» **SELECTION**:
★ ★ ★ ★ ★

My last post (about the dump) generated quite a lot of emails.
If I do speeches (yes I do, please hire me) If I know what to do about it (well no, I never do). Do I have any tips (sure thing!)



When we came to forest the first, and to this date biggest problem (let´s not think about all the emotional stuff for a minute) has been the situation of the waste.
We bought stuff. People gave us stuff. Stuff piled up around us… and we didn´t really know what to do about it.

The biggest problem within the problem was not our lack of knowledge though, it was our lack of motivation. We had never spendt time dealing with our trash. We took it to the sidewalk, someone picked it up, end of story. So actually changing our mindset and making the trash a priority has been a challenge. Who wants to deal with the trash? Who wants to look at it, touch it?
It´s so much easier just closing the eyes.

So there´s that.
Motivation. Having the energy to do something about it.  I´m not saying we have fixed this problem of motivation (all though it does change your view on the issue when the trash pile up just outside your door)- but we´re working on it and we have come a long way.

★ ★ ★ ★ ★

» **PROVIDED MATERIAL**:

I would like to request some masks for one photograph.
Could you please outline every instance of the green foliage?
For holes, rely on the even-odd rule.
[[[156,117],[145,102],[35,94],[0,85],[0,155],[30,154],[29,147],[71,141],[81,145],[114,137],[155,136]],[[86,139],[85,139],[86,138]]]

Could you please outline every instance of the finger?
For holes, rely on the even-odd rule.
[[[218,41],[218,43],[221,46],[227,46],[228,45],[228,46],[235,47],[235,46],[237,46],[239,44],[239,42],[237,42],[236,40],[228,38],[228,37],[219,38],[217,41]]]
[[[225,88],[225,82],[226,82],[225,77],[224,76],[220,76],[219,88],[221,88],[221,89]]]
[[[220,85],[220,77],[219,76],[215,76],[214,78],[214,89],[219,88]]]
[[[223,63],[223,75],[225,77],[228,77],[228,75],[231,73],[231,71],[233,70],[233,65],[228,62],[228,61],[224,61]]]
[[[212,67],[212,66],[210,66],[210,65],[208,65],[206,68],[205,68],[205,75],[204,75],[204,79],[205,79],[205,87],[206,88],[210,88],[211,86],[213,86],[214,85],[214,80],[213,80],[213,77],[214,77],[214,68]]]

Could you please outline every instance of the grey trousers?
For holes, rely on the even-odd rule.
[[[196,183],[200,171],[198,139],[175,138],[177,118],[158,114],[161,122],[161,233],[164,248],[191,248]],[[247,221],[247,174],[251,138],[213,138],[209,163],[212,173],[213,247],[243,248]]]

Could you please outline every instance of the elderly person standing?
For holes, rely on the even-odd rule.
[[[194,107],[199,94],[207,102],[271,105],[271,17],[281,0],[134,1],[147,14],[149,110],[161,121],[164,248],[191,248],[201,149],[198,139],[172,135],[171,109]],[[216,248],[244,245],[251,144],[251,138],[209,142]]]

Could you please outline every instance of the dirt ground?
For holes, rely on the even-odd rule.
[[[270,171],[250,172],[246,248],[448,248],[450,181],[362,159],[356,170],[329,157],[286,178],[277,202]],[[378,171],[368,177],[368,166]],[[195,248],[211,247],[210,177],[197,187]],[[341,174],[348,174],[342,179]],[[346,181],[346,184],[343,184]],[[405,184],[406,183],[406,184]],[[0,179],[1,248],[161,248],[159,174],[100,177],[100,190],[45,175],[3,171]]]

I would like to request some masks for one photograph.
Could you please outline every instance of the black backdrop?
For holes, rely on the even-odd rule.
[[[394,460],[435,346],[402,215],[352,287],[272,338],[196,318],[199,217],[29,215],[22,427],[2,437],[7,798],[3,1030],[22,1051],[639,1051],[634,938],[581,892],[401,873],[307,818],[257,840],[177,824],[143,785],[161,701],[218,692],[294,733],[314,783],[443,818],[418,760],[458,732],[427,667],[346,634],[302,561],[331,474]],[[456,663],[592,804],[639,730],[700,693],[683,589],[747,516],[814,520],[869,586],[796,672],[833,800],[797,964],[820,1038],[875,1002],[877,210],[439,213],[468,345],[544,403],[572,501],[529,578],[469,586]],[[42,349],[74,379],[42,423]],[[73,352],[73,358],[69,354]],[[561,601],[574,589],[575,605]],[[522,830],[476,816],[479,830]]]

★ ★ ★ ★ ★

» **YOUR TASKS**:
- a) Extract the part of the blog post about trash from "When we came" up to and including "of the waste.".
- b) In the blog post about trash, what does the writer call the biggest problem within the problem?
- c) Carry on the blog post about trash from its last sentence.
The items have no role in this work.

» **THE RESULTS**:
- a)
When we came to forest the first, and to this date biggest problem (let´s not think about all the emotional stuff for a minute) has been the situation of the waste.

- b) Their lack of motivation, rather than their lack of knowledge.

- c)
Here´s some tips, tricks, advise, thoughts and ideas on the issue:



Consumerism is really to blame here. 50 years ago products were made to last. They´re not anymore. We keep buying and buying. “It´s your duty as a citizen to consume” (someone actually told me that).
Get off that fast moving train heading for a fall. Refuse to consume.

Do you really need 20 pairs of shoes. Really? Or that new gadget that will make you feel more complete as a person?

The thing about consumerism is that it never stops. If you are like me you have been wanting things for your whole life. And then when you get it… it´s nice and all but it does not take long before you begin craving yet another thing. Right?

I STRONGLY recommend you watch this BBC series (“Century of the self part 1- 4) about the rise of consumerism. It was a stroke of corporate genius to create a link between people’s sense of self and the products they would have to acquire to be truly individual.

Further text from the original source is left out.